# Written instruction
Present each line of the entries below as an item in a numbered list, omitting blank lines.

** BEGIN Dataset **

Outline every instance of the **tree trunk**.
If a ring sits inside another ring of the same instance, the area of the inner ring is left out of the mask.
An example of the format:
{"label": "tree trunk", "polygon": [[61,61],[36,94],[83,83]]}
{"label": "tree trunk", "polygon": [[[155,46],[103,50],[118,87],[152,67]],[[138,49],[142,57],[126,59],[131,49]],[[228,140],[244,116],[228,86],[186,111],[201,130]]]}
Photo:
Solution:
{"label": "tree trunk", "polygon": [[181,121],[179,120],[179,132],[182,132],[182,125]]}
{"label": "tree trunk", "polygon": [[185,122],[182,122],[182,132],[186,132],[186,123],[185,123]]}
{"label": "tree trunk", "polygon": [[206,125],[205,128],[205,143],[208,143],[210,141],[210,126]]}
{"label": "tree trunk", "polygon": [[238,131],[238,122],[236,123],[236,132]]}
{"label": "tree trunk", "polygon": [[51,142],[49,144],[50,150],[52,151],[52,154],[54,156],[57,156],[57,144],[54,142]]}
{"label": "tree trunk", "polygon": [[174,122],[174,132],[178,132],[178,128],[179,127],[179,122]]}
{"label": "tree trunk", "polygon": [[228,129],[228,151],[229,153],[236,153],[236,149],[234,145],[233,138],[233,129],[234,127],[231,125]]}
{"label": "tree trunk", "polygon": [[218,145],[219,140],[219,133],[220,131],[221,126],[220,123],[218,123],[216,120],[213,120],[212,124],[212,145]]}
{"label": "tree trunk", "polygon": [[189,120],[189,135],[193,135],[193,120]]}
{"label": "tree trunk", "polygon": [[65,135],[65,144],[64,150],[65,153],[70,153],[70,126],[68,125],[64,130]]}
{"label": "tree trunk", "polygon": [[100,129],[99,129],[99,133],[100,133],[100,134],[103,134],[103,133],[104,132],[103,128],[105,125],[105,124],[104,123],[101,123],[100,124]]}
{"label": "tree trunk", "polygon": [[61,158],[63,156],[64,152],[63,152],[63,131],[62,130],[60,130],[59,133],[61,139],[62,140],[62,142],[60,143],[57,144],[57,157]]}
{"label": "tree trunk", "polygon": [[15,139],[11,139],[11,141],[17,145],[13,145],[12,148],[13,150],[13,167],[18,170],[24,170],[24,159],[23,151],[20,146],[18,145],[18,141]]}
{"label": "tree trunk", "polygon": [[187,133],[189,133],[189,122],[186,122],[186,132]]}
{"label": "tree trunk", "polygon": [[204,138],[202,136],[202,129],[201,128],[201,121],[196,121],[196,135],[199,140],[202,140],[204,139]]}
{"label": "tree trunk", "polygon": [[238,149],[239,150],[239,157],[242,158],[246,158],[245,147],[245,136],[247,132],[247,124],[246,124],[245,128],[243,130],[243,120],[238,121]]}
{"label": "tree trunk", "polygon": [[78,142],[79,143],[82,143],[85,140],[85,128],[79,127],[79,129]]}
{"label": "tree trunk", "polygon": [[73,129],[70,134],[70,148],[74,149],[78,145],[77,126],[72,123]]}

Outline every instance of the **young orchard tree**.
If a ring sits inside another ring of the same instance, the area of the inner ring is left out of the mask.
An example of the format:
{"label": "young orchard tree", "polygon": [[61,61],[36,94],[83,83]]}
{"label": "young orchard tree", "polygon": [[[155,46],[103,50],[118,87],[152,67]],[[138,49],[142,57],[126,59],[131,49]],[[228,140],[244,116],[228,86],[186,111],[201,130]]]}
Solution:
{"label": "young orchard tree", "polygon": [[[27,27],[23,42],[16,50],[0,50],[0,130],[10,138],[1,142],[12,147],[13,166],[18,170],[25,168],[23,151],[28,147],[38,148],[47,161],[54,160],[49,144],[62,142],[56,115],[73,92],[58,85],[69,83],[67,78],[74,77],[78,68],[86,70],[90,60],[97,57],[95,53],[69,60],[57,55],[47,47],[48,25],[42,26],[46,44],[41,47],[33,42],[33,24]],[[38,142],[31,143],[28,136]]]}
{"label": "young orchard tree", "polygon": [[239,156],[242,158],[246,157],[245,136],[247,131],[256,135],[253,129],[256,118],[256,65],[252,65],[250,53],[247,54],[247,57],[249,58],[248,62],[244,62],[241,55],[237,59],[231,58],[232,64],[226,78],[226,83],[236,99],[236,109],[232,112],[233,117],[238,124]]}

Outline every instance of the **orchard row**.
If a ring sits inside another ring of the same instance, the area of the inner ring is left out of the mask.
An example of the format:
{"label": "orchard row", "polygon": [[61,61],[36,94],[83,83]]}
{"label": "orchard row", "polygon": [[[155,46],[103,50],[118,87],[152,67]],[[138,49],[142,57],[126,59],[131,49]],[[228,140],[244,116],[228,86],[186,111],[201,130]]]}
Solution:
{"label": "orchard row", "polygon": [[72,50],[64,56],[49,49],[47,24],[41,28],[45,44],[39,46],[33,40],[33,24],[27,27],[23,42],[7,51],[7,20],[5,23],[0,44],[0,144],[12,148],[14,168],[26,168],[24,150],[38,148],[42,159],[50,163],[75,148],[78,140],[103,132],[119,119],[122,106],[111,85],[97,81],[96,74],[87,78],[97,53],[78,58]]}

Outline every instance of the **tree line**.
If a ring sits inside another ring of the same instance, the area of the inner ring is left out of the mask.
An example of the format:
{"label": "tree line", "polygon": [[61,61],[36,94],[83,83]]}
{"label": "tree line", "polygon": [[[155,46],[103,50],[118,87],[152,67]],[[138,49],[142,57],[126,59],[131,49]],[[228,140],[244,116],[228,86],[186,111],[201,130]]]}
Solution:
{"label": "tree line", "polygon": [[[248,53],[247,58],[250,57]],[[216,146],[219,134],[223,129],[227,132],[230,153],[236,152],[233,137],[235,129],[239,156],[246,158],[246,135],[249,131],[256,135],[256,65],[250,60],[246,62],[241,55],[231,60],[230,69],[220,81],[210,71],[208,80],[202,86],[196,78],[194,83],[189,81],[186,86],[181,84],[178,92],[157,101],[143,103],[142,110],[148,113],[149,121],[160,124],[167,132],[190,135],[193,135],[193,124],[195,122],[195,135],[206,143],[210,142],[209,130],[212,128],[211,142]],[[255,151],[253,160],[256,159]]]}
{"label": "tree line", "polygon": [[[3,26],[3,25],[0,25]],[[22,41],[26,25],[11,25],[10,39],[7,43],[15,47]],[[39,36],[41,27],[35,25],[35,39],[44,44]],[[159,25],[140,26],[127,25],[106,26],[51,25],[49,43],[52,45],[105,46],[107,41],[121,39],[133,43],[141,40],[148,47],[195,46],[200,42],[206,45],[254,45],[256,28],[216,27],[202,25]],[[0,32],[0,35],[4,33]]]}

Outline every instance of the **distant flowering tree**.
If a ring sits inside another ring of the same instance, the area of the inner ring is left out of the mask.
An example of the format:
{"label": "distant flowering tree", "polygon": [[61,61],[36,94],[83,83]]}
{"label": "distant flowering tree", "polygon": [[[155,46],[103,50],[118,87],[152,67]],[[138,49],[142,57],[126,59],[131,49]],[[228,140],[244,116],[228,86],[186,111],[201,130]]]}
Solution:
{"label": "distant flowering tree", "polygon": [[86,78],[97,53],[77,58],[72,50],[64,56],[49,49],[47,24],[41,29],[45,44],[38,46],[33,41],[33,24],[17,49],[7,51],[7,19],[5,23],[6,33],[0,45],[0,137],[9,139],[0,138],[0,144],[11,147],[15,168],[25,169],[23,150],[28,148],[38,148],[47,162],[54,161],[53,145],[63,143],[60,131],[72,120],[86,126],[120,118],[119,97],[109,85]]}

** END Dataset **

# Response to the exercise
1. Outline every instance of the **tree trunk**.
2. If a ring sits inside another ring of the same instance, the area of the inner ring is left out of the mask.
3. An example of the format:
4. {"label": "tree trunk", "polygon": [[61,61],[36,94],[83,83]]}
5. {"label": "tree trunk", "polygon": [[[155,46],[103,50],[118,87],[152,67]],[[138,49],[142,57],[126,59],[131,49]],[[228,140],[244,116],[228,86],[186,111],[201,130]]]}
6. Photo:
7. Solution:
8. {"label": "tree trunk", "polygon": [[181,121],[179,120],[179,132],[182,132],[182,125]]}
9. {"label": "tree trunk", "polygon": [[185,122],[182,122],[182,132],[186,132],[186,123],[185,123]]}
10. {"label": "tree trunk", "polygon": [[206,125],[205,128],[205,143],[208,143],[210,141],[210,126]]}
11. {"label": "tree trunk", "polygon": [[238,131],[238,122],[236,123],[236,132]]}
12. {"label": "tree trunk", "polygon": [[51,142],[49,144],[50,150],[52,151],[52,154],[54,156],[57,156],[57,144],[54,142]]}
13. {"label": "tree trunk", "polygon": [[174,122],[174,132],[178,132],[178,128],[179,127],[179,122]]}
14. {"label": "tree trunk", "polygon": [[228,129],[228,151],[229,153],[236,153],[236,149],[234,145],[233,138],[233,129],[234,127],[231,125]]}
15. {"label": "tree trunk", "polygon": [[218,145],[219,140],[219,133],[220,131],[221,126],[220,123],[218,123],[216,120],[213,120],[212,124],[212,145]]}
16. {"label": "tree trunk", "polygon": [[189,120],[189,135],[193,135],[193,120]]}
17. {"label": "tree trunk", "polygon": [[65,135],[65,144],[64,150],[65,153],[70,153],[70,126],[68,125],[64,130]]}
18. {"label": "tree trunk", "polygon": [[100,129],[99,129],[99,133],[100,133],[100,134],[103,134],[103,133],[104,132],[103,128],[105,125],[105,124],[104,123],[101,123],[100,124]]}
19. {"label": "tree trunk", "polygon": [[61,158],[63,156],[64,152],[63,152],[63,131],[62,130],[60,130],[59,133],[61,139],[62,140],[62,142],[60,143],[57,144],[57,157]]}
20. {"label": "tree trunk", "polygon": [[15,139],[11,139],[11,141],[17,145],[13,145],[12,148],[13,150],[13,167],[18,170],[24,170],[24,159],[23,151],[20,146],[18,145],[18,141]]}
21. {"label": "tree trunk", "polygon": [[187,133],[189,133],[189,122],[186,122],[186,132]]}
22. {"label": "tree trunk", "polygon": [[204,138],[202,136],[202,129],[201,128],[201,121],[196,121],[196,135],[199,140],[202,140],[204,139]]}
23. {"label": "tree trunk", "polygon": [[238,149],[239,150],[239,157],[242,158],[246,158],[245,147],[245,136],[247,132],[247,124],[246,124],[245,128],[243,130],[243,120],[238,121]]}
24. {"label": "tree trunk", "polygon": [[78,142],[79,143],[82,143],[85,140],[85,128],[79,127],[79,129]]}
25. {"label": "tree trunk", "polygon": [[73,129],[70,134],[70,148],[74,149],[78,145],[77,126],[72,123]]}
26. Outline every instance of the **young orchard tree**.
27. If a ring sits inside another ring of the same instance, the area of the inner ring is left out of the mask.
28. An example of the format:
29. {"label": "young orchard tree", "polygon": [[61,61],[36,94],[83,83]]}
30. {"label": "young orchard tree", "polygon": [[[155,46],[103,50],[118,87],[152,67]],[[138,49],[142,57],[126,59],[131,49]],[[228,140],[244,116],[228,86],[186,111],[201,130]]]}
31. Solution:
32. {"label": "young orchard tree", "polygon": [[[27,27],[23,42],[16,50],[0,50],[0,130],[10,138],[1,142],[12,147],[13,166],[18,170],[25,168],[23,151],[28,147],[38,148],[47,161],[54,160],[49,144],[62,142],[56,115],[73,92],[58,85],[69,83],[67,78],[74,77],[78,68],[86,70],[90,60],[97,57],[95,53],[69,60],[57,55],[47,47],[48,25],[42,26],[46,44],[41,47],[33,42],[33,24]],[[38,142],[31,143],[28,136]]]}
33. {"label": "young orchard tree", "polygon": [[239,156],[242,158],[246,157],[245,136],[247,131],[256,135],[253,129],[256,118],[256,65],[252,65],[250,53],[247,54],[247,57],[249,58],[248,62],[244,62],[241,55],[237,59],[231,58],[232,64],[226,78],[226,83],[236,99],[236,109],[232,112],[233,117],[238,124]]}
34. Outline every instance of the **orchard row**.
35. If a ring sits inside another ring of the same instance, the area of the inner ring is left out of the mask.
36. An example of the format:
37. {"label": "orchard row", "polygon": [[61,61],[36,94],[83,83]]}
38. {"label": "orchard row", "polygon": [[[155,46],[103,50],[118,87],[152,67]],[[138,49],[142,57],[126,59],[131,49]],[[228,140],[244,116],[228,86],[186,111],[201,130]]]}
39. Solution:
40. {"label": "orchard row", "polygon": [[72,50],[64,56],[49,49],[47,24],[41,28],[45,44],[39,46],[33,40],[33,24],[27,27],[23,42],[7,51],[7,20],[5,23],[0,44],[0,144],[12,148],[14,168],[26,168],[24,150],[38,148],[42,159],[50,163],[75,148],[78,140],[103,132],[119,119],[122,106],[111,85],[97,81],[96,74],[87,78],[97,53],[78,58]]}
41. Outline every instance of the **tree line**.
42. If a ring sits inside another ring of the same instance, the area of the inner ring is left out of the mask.
43. An example of the format:
44. {"label": "tree line", "polygon": [[61,61],[36,94],[83,83]]}
45. {"label": "tree line", "polygon": [[[155,46],[103,50],[118,87],[152,67]],[[138,49],[142,57],[126,59],[131,49]],[[228,140],[244,116],[228,86],[186,111],[201,130]]]}
46. Solution:
47. {"label": "tree line", "polygon": [[[248,53],[247,58],[250,57]],[[216,146],[219,134],[223,129],[227,132],[230,153],[236,152],[233,137],[235,129],[239,156],[246,158],[246,135],[249,131],[256,135],[256,65],[250,60],[246,62],[241,55],[231,60],[230,69],[220,81],[210,71],[208,80],[202,86],[196,78],[194,83],[189,81],[186,86],[181,84],[178,92],[157,101],[143,103],[142,110],[148,113],[149,121],[160,124],[167,132],[190,135],[193,135],[193,124],[195,122],[195,135],[206,143],[210,142],[209,130],[212,128],[211,142]],[[255,151],[253,160],[256,159]]]}
48. {"label": "tree line", "polygon": [[[3,26],[3,25],[0,25]],[[22,41],[26,25],[11,25],[10,39],[7,43],[15,47]],[[39,36],[41,27],[35,25],[35,39],[44,44]],[[159,25],[140,26],[127,25],[106,26],[51,25],[49,43],[52,45],[105,46],[107,41],[121,39],[133,43],[141,40],[148,47],[195,46],[200,42],[206,45],[254,45],[256,28],[216,27],[202,25]],[[0,32],[0,35],[4,33]]]}
49. Outline every instance of the **distant flowering tree**.
50. If a ring sits inside another ring of the same instance, the area of the inner ring is left out of the mask.
51. An example of the format:
52. {"label": "distant flowering tree", "polygon": [[61,61],[36,94],[83,83]]}
53. {"label": "distant flowering tree", "polygon": [[[155,46],[103,50],[118,87],[152,67]],[[138,49],[142,57],[126,59],[131,49]],[[228,140],[244,116],[228,86],[186,111],[201,130]]]}
54. Solution:
55. {"label": "distant flowering tree", "polygon": [[86,78],[97,53],[77,58],[72,50],[64,56],[49,49],[47,24],[41,29],[45,44],[38,46],[33,41],[33,24],[17,49],[7,51],[7,19],[5,23],[6,33],[0,45],[0,137],[9,139],[0,138],[0,144],[11,147],[15,168],[25,169],[23,150],[28,148],[38,148],[47,162],[54,161],[53,145],[63,143],[60,131],[72,120],[86,126],[120,118],[119,97],[109,85]]}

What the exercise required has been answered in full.